··· Text
GPT-5.1 & the AI Frontier — Łukasz Kaiser (OpenAI, Transformer Co-Author)
Timestamps are as accurate as they can be but may be slightly off. We encourage you to listen to the full context.
Podcast Summary
In this fascinating conversation, Łukasz Kaiser, co-author of the groundbreaking "Attention Is All You Need" paper and current OpenAI research scientist, explains why the narrative of AI progress slowing down is fundamentally wrong. (02:29) From inside the labs, AI progress continues as a smooth exponential curve, driven by both the maturation of pre-training and the emergence of reasoning models—a paradigm shift that began just three years ago but is delivering extraordinary capabilities.
- Main Theme: The episode explores the dual paradigms powering modern AI: pre-training at scale and reinforcement learning-based reasoning models, revealing how these complement each other to create increasingly capable systems that can think, use tools, and solve complex problems across domains like mathematics and coding.
Speakers
Łukasz Kaiser
Łukasz Kaiser is a leading research scientist at OpenAI and one of the co-authors of the seminal "Attention Is All You Need" paper that introduced the Transformer architecture powering modern LLMs. He previously worked at Google Brain under Ray Kurzweil and Ilya Sutskever, bringing a background in theoretical computer science and mathematics from his academic work in Poland, Germany, and France.
Matt Turck
Matt Turck is Managing Director at FirstMark Capital and host of the MAD podcast. He focuses on data and AI investments and regularly interviews leading figures in the AI space about the latest developments in the field.
······
··· Data for review
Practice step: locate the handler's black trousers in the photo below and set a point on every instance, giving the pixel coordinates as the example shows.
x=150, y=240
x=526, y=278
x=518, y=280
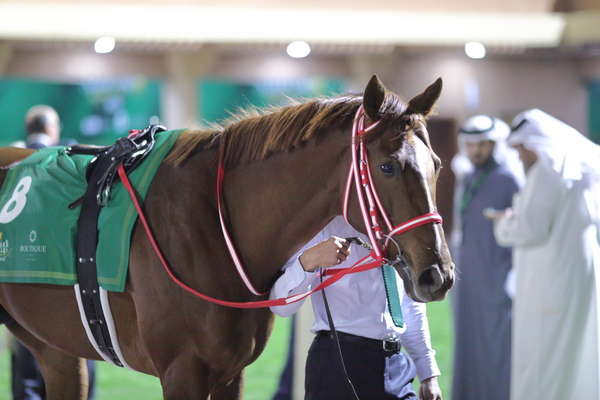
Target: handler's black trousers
x=375, y=373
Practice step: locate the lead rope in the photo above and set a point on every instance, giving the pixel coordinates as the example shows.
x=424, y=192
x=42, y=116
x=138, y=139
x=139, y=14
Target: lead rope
x=336, y=340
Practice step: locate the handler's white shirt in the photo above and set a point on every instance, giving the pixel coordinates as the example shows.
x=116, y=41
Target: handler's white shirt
x=358, y=302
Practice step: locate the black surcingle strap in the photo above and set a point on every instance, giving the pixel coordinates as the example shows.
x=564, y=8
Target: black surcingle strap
x=101, y=174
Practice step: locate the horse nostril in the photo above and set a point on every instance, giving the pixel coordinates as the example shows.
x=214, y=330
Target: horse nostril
x=431, y=279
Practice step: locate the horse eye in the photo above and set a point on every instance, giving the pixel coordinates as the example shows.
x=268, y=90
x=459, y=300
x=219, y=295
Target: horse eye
x=387, y=169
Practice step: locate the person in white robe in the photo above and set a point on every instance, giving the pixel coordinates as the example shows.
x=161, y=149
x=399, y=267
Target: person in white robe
x=554, y=228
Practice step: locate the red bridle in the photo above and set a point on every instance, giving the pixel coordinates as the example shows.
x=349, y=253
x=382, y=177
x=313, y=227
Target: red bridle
x=371, y=210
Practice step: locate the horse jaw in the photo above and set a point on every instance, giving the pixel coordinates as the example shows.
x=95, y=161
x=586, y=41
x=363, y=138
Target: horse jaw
x=431, y=285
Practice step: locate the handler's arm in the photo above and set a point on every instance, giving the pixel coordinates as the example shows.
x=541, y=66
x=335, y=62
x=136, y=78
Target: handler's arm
x=299, y=272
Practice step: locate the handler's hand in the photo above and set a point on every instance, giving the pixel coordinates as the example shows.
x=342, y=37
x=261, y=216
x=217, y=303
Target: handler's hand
x=430, y=390
x=328, y=253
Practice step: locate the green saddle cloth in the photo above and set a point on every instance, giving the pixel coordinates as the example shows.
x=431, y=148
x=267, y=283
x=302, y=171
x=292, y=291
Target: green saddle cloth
x=38, y=231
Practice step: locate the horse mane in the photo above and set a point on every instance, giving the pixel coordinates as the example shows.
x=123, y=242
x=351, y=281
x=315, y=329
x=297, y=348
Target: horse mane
x=253, y=135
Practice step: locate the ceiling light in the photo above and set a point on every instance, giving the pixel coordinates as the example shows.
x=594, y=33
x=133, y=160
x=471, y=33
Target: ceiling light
x=298, y=49
x=104, y=45
x=475, y=50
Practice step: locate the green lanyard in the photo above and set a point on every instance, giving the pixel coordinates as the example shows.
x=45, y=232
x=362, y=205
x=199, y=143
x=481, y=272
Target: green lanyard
x=473, y=188
x=393, y=297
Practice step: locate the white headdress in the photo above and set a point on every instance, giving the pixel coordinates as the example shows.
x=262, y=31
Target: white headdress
x=477, y=129
x=480, y=128
x=564, y=149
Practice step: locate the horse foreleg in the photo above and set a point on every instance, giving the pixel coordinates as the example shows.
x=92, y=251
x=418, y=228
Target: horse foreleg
x=233, y=390
x=65, y=376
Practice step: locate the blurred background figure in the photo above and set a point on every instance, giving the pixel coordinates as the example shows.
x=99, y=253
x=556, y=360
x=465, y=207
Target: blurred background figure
x=554, y=226
x=487, y=177
x=42, y=126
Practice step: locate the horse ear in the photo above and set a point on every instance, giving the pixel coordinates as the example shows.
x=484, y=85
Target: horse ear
x=373, y=98
x=423, y=103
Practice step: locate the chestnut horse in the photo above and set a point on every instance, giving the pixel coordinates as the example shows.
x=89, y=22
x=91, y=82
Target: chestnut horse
x=286, y=172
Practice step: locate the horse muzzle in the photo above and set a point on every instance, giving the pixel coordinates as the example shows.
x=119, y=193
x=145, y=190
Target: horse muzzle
x=432, y=283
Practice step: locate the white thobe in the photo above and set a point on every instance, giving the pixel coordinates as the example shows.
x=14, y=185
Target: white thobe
x=555, y=354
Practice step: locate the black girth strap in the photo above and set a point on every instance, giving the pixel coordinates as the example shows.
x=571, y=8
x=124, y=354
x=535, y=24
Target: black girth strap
······
Answer these questions using the podcast page.
(a) According to the summary, how many years ago did the paradigm shift to reasoning models begin?
(b) In which three countries did Łukasz Kaiser do his academic work?
(c) What podcast does Matt Turck host?

(a) Three years ago.
(b) Poland, Germany, and France.
(c) The MAD podcast.